# PROVIDED TEXT

Tafi Mhaka Profile picture
Writer. Columnist. Progressive. Defender of human rights and civil liberties. African.

Aug 13, 10 tweets

🧵 Black Friday — The Day Zimbabwe’s Economy Fell Off a Cliff

14 Nov 1997.
Morning: Harare’s currency dealers are shouting over each other, the phones won’t stop ringing, and prices on the board are spinning out of control.
By nightfall, the Zimbabwean dollar had lost 71% of its value. The stock market was gutted. Ordinary Zimbabweans woke poorer than they’d ever been.
This wasn’t “market forces.” It was political arson.

1/
By the mid-90s, Zimbabwe’s economy was slowing: falling exports, rising debt, and an increasingly restless population.
The loudest anger came from war veterans — ex-guerrillas abandoned after 1980 while ZANU-PF’s ruling elite gorged themselves on state contracts, farms, and foreign trips.
"We liberated this country. We will not die poor," warned one vet leader. Translation: pay us, or face chaos.

2/
Led by Dr. Chenjerai “Hitler” Hunzvi, the vets didn’t just protest — they threatened the state with the same violence that had brought it to power.
IMF economists warned the Treasury couldn’t take the strain. But in ZANU-PF logic, fiscal discipline was for losers; political survival was the only currency that mattered.

3/
On 14 Nov, Mugabe folded completely:
• Z$50,000 lump sum (~US$4,300 then)

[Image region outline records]
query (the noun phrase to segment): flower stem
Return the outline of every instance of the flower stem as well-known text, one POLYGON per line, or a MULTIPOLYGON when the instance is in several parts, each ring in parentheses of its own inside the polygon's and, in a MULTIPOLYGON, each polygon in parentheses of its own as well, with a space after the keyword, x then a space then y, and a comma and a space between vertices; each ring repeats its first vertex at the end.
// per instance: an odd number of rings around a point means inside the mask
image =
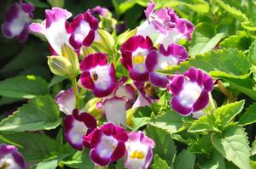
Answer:
POLYGON ((76 76, 74 76, 73 77, 70 78, 71 82, 72 82, 72 87, 73 87, 73 94, 75 95, 75 99, 76 99, 76 109, 79 109, 79 88, 78 88, 78 82, 77 82, 77 79, 76 76))

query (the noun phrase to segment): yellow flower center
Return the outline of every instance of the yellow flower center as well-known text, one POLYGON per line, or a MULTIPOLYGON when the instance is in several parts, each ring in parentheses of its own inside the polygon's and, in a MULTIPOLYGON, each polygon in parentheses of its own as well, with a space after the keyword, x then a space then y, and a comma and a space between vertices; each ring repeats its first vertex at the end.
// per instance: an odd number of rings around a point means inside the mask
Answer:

# PROBLEMS TO WORK ON
A. Answer these from the thread on Zimbabwe's Black Friday:
(i) How much of its value had the Zimbabwean dollar lost by nightfall on 14 Nov 1997?
(ii) Who led the war veterans?
(iii) What lump sum did Mugabe agree to on 14 Nov?
B. Please carry on the thread about Zimbabwe's Black Friday from the point where it stops.

# RESULTS OF THE EXERCISE
A.
(i) 71%
(ii) Dr. Chenjerai "Hitler" Hunzvi
(iii) Z$50,000 (about US$4,300 at the time)

B.
• Z$2,000 monthly pensions
• Free health care & other perks

Bill: Z$4.2 billion — ~3% of GDP — no funding plan, no strategy.
"We cannot ignore the plight of our liberators," he said. True — but he could ignore the plight of every other Zimbabwean.

4/
Markets reacted like they’d been slapped.
By mid-morning, the Zimbabwe Stock Exchange was in freefall — down 46% in one day.
The Zim dollar plunged from Z$10 to Z$17 per US$ in hours.
"It was like watching a dam burst," said one broker. It wasn’t just a dam — it was the last wall of economic credibility collapsing.

5/
Shops stopped pricing goods. Importers froze orders. Businesses hoarded forex like gold in a burning house.
The Reserve Bank’s foreign reserves — already pitiful — bled out.
The IMF suspended support. Zimbabwe was on its own, not as an act of sovereignty, but as a self-inflicted exile from global finance.

6/
For the middle class, Black Friday was the point of no return.
"Yesterday my savings could buy a car. Today, only half a car," a Harare teacher told the press.
The unspoken truth: the regime had traded their life savings for a few months of political peace with a dangerous constituency. The middle class was expendable.

7/
Black Friday didn’t create the collapse — it pulled the trigger.
Within 3 years, Mugabe turned to war vets again, this time unleashing them on white farms.
Exports vanished, capital fled, and Zimbabwe sank into hyperinflation. It wasn’t “policy” — it was gangsterism dressed in revolutionary rhetoric.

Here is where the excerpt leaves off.